PROBLEMS AND TASKS
A. Write out the part of the post on mechanical royalties starting at "Songwriters Still Need" and ending at "streaming transmission, etc.).".
B. According to the post on mechanical royalties, what is the base statutory mechanical royalty rate in the United States?
C. Carry on the post on mechanical royalties from its final sentence.

TEXT SEGMENT
────────────────────────────────────────

Tuesday, June 5, 2018

Songwriters Still Need To Be Aware of the "Controlled Composition Clause" in Record Contracts


"Mechanical" royalties, so-called from the days when the only recordings sold were piano rolls which mechanically triggered a player piano, now represent royalties due to songwriters and their publishers for each copy of a record sold (whether physical copies or digital downloads or transmissions). The base statutory mechanical royalty rate in the United States is currently $.091 per song per record sold (and varies depending on whether the format is a digital download, streaming transmission, etc.). 

Pursuant to the U.S. Copyright law, this mechanical rate is applicable to all recordings made and distributed in the United States. However, due to certain ambiguities in the Copyright law, almost all record companies use their substantial leverage over new recording artists to cause them to enter into record contracts which substantially reduce this statutory mechanical rate pursuant to a controlled composition clause, often referred to as the "3/4 rate" since it typically reduces the amount to 75% of the statutory rate.

────────────────────────────────────────

DATA LINES
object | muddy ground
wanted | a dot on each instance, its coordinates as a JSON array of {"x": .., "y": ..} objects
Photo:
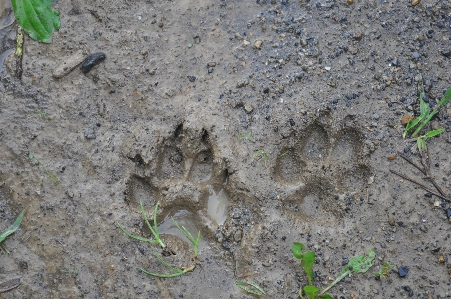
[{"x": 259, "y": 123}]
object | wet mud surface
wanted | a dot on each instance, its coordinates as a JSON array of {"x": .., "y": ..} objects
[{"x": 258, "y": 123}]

────────────────────────────────────────

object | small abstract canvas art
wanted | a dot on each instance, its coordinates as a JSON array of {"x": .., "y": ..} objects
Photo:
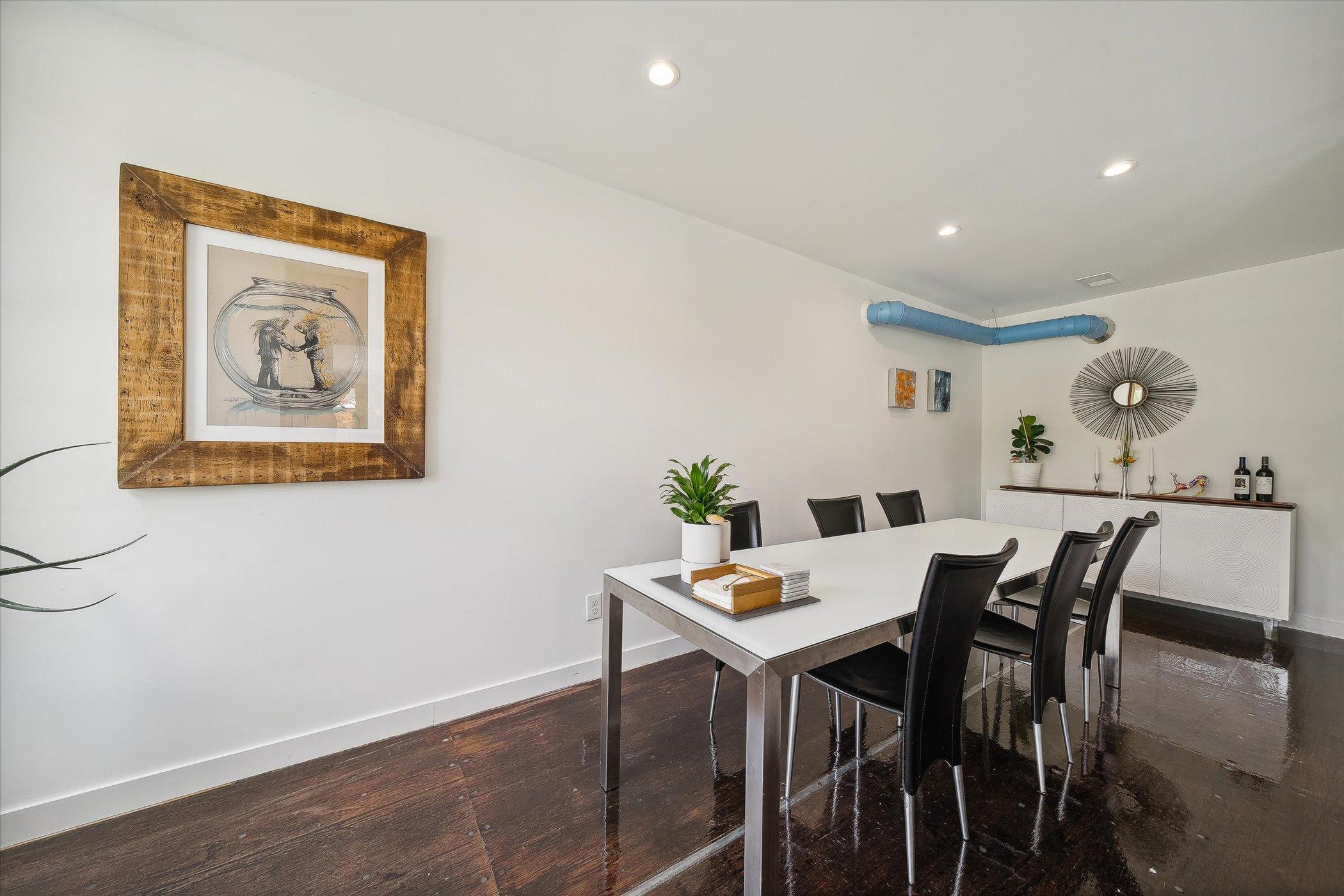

────────────────────────────────────────

OUTPUTS IN ORDER
A.
Songwriters Still Need To Be Aware of the "Controlled Composition Clause" in Record Contracts


"Mechanical" royalties, so-called from the days when the only recordings sold were piano rolls which mechanically triggered a player piano, now represent royalties due to songwriters and their publishers for each copy of a record sold (whether physical copies or digital downloads or transmissions). The base statutory mechanical royalty rate in the United States is currently $.091 per song per record sold (and varies depending on whether the format is a digital download, streaming transmission, etc.).

B. $.091 per song per record sold.

C.
Under U.S. Copyright law, Congress established a statutory mechanical royalty rate for songwriters and their publishers based on an upward-sliding scale tied to a cost-of-living index on a per song per record basis. However, the controlled composition clause, one of the many royalty-reducing provisions in any record contract, contractually reduces the mechanical rate for a songwriter/ recording artist and its publisher on songs written or otherwise "controlled" by the artist. Most such clauses not only reduce the payment per song, but may also put a limit on the total number of songs on which payment will be made and may fix the point in time at which the calculation will be made (thereby circumventing the cost of living index increase).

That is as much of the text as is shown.